There is a room for each family on either side of the common hall in which each of the families had a larder. The house was also provided with woodsheds and a privy, a cellar store and a garden with a potato patch. Both dwellings are pretty similar with iron ranges and bread ovens.

The last labourer in Snickartorp was Erik Wilhelm Carlsson. He moved into the left dwelling with his wife, Kristina Charlotta, in 1874 and the family remained there for fifty years. Their grandchild Greta gave a detailed description of their home and this formed the basis of the furnishings when the building was moved to Skansen in 1968.
Against the left-hand wall there is a brown-painted dresser which was used for storing crockery, saucepans and cutlery. In front of the window is the sofa. On the end wall is the desk which belonged to the man and which housed his clothing, glasses and bottle of spirits. By the window in the end wall is the chest of drawers
in which the woman of the house kept her clothes and the household linen.

Plants line the window sill, among them geraniums and busy Lizzies. Placed by the wall to the right is the bed which has been made up with bolsters, pillows and covers. The iron stove was the only source of heating and socks and clothes were hung up to dry on top of the pans.
The dwelling on the other side of the hall shows how a poorer family with more children lived about 1920.

Challenge 1
Could you give the entries below as a numbered list, with the blank lines left out?

Provided data
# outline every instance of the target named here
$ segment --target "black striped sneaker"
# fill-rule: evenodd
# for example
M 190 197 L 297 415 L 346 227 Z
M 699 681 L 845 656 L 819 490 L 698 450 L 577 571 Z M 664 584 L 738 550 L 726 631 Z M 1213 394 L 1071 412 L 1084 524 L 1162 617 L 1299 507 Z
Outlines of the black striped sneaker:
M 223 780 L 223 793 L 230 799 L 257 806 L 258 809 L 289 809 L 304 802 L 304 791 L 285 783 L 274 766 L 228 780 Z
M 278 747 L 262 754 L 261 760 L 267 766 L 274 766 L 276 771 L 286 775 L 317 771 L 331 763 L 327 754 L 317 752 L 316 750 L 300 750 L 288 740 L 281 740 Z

Challenge 2
Does each statement agree with the passage on the Snickartorp cottage? Answer yes or no for each, and quote the deciding words.
(a) Erik Wilhelm Carlsson and his wife moved into the right dwelling in 1874.
(b) The building was moved to Skansen in 1968.
(c) A fireplace was the only source of heating.

Correct output 1
1. # outline every instance of the target named here
2. $ segment --target "black striped sneaker"
3. # fill-rule: evenodd
4. # for example
5. M 190 197 L 297 415 L 346 227 Z
6. M 699 681 L 845 656 L 819 490 L 698 450 L 577 571 Z M 664 584 L 738 550 L 726 631 Z M 1213 394 L 1071 412 L 1084 524 L 1162 617 L 1299 507 Z
7. Outlines of the black striped sneaker:
8. M 223 780 L 223 793 L 230 799 L 257 806 L 258 809 L 289 809 L 304 802 L 304 791 L 285 783 L 274 766 L 228 780 Z
9. M 278 747 L 262 754 L 261 760 L 267 766 L 274 766 L 276 771 L 286 775 L 317 771 L 331 763 L 327 754 L 317 752 L 316 750 L 300 750 L 288 740 L 281 740 Z

Correct output 2
(a) No: "He moved into the left dwelling with his wife, Kristina Charlotta, in 1874"
(b) Yes: "when the building was moved to Skansen in 1968"
(c) No: "The iron stove was the only source of heating"